◆ EXTRACT ◆
/---

Tom Tom festival to spark conversations about local innovation and entrepreneurs
As the inaugural Tom Tom Founders Festival launches today, one co-founder has made sure the month-long event produces a lot more than art and music.
Oliver Platts-Mills is responsible for the festival’s innovation series, a new grassroots effort to celebrate the area’s talents and brand Charlottesville as the hip place to be an entrepreneur. He and Tom Tom co-founder Paul Beyer both grew up in the Charlottesville-Albemarle area.
“When we started talking to Paul about Tom Tom — this concept of a music festival on the Downtown Mall — Paul realized that he wanted it to be more than a music festival, to include art and some other creative aspects,” Platts-Mills said. “I’m a big proponent of when you want to talk about creativity broadly in Charlottesville, that we ought to include innovation.”
When he’s not planning a major new festival, Platts-Mills is an analyst at Investure, an investment management firm for nonprofits and university endowments. His wife, Natasha Sienitsky , also a Tom Tom organizer, serves on the Charlottesville Planning Commission .
“If you were just to look at music and art, you’d be missing out on a great deal of creative work,” Platts-Mills said. “And I also thought that the synergy between these different things is very, very interesting and exciting.”
Tom Tom kicks off with a block party at the McGuffey Art Center at 5 p.m. today, in honor of founding father Thomas Jefferson’s birthday, and concludes in a gala field day event May 13 at the Ix Building.

\---

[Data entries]
/---

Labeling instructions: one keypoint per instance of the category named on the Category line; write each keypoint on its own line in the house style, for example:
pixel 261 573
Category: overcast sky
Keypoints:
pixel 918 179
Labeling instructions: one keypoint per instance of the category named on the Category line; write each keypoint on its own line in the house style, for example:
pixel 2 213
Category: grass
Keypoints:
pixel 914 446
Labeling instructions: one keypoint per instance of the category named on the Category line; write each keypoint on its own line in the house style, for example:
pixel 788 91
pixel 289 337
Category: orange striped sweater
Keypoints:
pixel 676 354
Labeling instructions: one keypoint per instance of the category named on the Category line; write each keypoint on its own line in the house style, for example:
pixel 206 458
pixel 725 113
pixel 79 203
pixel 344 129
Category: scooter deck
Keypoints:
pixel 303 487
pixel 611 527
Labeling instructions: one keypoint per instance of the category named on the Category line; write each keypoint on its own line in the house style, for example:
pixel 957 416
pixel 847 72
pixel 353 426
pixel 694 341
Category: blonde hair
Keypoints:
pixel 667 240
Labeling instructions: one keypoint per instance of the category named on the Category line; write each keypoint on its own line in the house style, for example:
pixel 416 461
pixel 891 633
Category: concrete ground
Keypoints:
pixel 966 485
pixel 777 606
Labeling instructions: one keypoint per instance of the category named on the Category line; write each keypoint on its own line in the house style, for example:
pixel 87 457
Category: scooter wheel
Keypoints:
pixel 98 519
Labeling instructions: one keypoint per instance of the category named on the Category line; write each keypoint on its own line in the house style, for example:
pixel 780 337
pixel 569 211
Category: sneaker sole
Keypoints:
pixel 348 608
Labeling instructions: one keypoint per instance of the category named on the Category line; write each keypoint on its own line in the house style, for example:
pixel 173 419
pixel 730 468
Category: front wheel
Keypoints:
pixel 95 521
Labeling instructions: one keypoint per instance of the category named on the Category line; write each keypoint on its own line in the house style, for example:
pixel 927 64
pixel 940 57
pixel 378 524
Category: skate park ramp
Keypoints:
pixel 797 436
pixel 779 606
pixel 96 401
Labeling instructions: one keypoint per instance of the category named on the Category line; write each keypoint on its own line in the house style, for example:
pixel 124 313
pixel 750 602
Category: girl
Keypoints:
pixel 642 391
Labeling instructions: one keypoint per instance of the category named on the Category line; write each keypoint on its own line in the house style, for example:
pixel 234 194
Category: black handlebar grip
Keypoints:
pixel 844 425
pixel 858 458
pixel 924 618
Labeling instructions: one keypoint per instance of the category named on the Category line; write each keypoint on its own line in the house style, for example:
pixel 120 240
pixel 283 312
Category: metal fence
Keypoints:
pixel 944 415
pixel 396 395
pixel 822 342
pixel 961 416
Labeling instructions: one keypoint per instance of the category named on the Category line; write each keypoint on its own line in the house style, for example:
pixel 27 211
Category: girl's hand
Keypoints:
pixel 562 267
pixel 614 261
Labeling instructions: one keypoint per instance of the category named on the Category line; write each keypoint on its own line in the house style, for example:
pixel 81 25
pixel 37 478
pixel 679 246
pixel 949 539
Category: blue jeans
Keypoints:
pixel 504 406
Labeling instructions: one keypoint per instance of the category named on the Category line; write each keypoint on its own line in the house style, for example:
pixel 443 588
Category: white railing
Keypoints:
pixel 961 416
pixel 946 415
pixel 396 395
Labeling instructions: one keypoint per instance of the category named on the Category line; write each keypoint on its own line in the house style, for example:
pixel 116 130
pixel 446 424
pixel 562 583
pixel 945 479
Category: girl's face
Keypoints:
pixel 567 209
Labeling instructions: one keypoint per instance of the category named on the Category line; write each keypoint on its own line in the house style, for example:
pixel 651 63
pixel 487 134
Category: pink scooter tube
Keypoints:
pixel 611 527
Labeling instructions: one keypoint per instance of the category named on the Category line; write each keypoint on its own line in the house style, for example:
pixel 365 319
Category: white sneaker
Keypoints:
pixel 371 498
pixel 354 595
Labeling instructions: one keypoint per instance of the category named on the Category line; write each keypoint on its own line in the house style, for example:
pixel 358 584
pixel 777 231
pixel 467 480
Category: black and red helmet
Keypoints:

\---

◆ THINGS TO DO ◆
1. Reproduce, word for word, the passage of the Tom Tom festival article that starts with "Tom Tom kicks" and ends with "the Ix Building.".
2. For each statement, say yes or no to whether it agrees with the Tom Tom festival article, and quote the deciding words: (a) Platts-Mills works as an analyst at an investment management firm. (b) Paul Beyer grew up outside the Charlottesville-Albemarle area. (c) The festival ends with a block party at the McGuffey Art Center.

◆ COMPLETE ANSWERS ◆
1.
Tom Tom kicks off with a block party at the McGuffey Art Center at 5 p.m. today, in honor of founding father Thomas Jefferson’s birthday, and concludes in a gala field day event May 13 at the Ix Building.

2.
(a) Yes: "Platts-Mills is an analyst at Investure, an investment management firm for nonprofits and university endowments."
(b) No: "He and Tom Tom co-founder Paul Beyer both grew up in the Charlottesville-Albemarle area."
(c) No: "concludes in a gala field day event May 13 at the Ix Building."